Start of Data shown
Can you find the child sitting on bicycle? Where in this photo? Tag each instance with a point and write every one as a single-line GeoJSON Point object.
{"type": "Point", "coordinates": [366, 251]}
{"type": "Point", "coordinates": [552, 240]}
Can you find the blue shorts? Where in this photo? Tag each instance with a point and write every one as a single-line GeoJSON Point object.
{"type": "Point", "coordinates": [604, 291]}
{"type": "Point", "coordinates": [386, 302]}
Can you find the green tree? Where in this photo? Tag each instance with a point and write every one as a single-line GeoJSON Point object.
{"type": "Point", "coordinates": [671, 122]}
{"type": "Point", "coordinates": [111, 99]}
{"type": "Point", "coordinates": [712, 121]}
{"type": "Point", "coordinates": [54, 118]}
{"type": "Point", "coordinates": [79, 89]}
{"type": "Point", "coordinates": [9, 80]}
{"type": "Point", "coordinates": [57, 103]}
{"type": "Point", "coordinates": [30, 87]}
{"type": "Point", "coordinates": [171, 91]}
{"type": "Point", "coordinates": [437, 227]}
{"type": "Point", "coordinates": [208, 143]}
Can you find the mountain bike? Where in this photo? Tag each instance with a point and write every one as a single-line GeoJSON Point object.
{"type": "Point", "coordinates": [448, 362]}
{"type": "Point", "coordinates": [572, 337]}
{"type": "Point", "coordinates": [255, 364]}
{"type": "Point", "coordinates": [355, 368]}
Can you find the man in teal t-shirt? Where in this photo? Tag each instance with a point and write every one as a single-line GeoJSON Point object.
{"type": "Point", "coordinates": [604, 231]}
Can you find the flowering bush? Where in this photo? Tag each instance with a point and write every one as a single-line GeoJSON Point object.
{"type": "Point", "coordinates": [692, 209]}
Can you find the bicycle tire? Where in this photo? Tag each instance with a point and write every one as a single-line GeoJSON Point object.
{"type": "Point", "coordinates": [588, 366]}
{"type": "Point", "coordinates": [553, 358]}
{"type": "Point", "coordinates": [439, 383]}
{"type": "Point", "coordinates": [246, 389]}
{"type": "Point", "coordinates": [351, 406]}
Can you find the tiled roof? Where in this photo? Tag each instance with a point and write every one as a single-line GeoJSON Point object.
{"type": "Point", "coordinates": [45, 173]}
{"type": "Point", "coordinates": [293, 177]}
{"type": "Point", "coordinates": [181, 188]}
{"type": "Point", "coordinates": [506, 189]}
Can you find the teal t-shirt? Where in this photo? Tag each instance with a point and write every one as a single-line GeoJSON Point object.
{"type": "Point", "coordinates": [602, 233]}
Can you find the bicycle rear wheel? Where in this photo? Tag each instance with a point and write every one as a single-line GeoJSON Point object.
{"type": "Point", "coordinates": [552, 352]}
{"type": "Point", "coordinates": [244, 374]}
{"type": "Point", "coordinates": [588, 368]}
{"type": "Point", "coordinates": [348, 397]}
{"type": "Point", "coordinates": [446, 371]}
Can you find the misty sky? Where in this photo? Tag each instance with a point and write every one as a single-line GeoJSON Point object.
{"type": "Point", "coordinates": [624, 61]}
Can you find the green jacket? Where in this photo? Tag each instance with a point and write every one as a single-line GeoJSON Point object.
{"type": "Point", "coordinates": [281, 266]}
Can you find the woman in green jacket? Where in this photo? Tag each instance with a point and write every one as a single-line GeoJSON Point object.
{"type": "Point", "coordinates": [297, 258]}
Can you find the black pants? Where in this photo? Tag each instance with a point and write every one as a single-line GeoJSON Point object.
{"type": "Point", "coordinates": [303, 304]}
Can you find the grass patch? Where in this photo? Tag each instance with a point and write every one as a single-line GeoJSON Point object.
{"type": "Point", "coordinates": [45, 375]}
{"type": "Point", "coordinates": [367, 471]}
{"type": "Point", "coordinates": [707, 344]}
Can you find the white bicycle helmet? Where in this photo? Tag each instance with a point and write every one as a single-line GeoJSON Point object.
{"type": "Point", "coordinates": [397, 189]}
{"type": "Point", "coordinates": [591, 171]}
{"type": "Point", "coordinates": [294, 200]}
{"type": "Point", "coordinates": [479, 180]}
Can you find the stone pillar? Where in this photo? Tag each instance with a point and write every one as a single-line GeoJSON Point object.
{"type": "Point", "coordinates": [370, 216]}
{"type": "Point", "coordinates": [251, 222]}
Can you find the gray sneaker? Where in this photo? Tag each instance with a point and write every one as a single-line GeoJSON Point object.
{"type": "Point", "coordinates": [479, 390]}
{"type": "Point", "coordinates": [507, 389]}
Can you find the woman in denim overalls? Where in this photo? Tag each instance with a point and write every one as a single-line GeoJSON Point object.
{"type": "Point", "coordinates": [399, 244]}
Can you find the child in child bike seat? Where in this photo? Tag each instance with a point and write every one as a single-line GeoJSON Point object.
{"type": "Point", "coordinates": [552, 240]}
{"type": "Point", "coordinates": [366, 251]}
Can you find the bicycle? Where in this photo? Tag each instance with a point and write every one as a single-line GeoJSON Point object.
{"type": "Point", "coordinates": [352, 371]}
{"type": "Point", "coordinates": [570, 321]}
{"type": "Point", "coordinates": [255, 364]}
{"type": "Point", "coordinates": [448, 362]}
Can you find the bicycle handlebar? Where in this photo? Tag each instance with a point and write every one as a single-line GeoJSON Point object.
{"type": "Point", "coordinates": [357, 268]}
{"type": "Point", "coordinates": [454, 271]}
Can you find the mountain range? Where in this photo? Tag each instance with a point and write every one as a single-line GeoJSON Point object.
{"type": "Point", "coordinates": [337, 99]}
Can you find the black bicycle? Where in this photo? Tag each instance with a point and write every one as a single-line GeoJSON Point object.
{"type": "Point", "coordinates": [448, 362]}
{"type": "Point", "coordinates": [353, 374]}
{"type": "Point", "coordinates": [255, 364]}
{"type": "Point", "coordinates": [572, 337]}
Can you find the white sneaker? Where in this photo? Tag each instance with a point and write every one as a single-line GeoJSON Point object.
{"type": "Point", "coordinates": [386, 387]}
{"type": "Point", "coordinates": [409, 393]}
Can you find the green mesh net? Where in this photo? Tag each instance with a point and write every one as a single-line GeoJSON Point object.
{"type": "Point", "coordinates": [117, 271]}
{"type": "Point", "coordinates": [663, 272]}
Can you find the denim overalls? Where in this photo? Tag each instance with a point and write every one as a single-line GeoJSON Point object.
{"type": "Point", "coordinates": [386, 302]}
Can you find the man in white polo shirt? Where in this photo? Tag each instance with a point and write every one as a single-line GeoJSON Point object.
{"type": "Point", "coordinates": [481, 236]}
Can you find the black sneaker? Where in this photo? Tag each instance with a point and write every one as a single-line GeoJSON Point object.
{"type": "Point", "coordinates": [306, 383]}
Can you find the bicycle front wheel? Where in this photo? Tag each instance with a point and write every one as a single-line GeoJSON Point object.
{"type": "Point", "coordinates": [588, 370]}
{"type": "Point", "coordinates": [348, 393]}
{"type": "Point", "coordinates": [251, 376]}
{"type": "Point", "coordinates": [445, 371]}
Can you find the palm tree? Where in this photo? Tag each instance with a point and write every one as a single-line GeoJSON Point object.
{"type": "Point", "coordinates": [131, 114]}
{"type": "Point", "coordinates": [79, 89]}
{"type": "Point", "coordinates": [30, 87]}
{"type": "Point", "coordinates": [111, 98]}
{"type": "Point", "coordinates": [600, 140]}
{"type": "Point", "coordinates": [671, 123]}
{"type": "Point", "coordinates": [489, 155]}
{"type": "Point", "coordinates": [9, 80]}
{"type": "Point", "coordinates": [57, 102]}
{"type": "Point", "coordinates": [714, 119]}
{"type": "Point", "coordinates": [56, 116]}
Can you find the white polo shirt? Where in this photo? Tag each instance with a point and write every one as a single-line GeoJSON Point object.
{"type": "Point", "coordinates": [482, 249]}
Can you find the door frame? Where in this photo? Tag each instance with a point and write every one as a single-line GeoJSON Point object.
End of Data shown
(Given request)
Starting from the line containing "Can you find the black sneaker?" and ending with the final line of the data, reproduce each line exactly as it appears, including no other lines.

(Exercise result)
Can you find the black sneaker? Where in this photo? Tag each instance with a point and write every one as a single-line GeoJSON Point object.
{"type": "Point", "coordinates": [306, 383]}
Can you find the bicycle front wheel? Where in this photo? Tag each instance with a point and write every one as a single-line GeoJSON Point object.
{"type": "Point", "coordinates": [588, 370]}
{"type": "Point", "coordinates": [348, 393]}
{"type": "Point", "coordinates": [251, 376]}
{"type": "Point", "coordinates": [445, 371]}
Can you find the palm tree? Where in this photo? Tag each instance with a point and write every one as a single-line GeoJSON Point object.
{"type": "Point", "coordinates": [131, 114]}
{"type": "Point", "coordinates": [79, 89]}
{"type": "Point", "coordinates": [30, 87]}
{"type": "Point", "coordinates": [111, 98]}
{"type": "Point", "coordinates": [600, 140]}
{"type": "Point", "coordinates": [671, 123]}
{"type": "Point", "coordinates": [489, 155]}
{"type": "Point", "coordinates": [9, 80]}
{"type": "Point", "coordinates": [57, 102]}
{"type": "Point", "coordinates": [714, 119]}
{"type": "Point", "coordinates": [56, 116]}
Can you find the white polo shirt? Where in this photo? Tag each instance with a point and write every one as a single-line GeoJSON Point object.
{"type": "Point", "coordinates": [482, 249]}
Can you find the door frame? Where in this photo? Tag each instance with a point and write every one as a single-line GeoJSON Point object.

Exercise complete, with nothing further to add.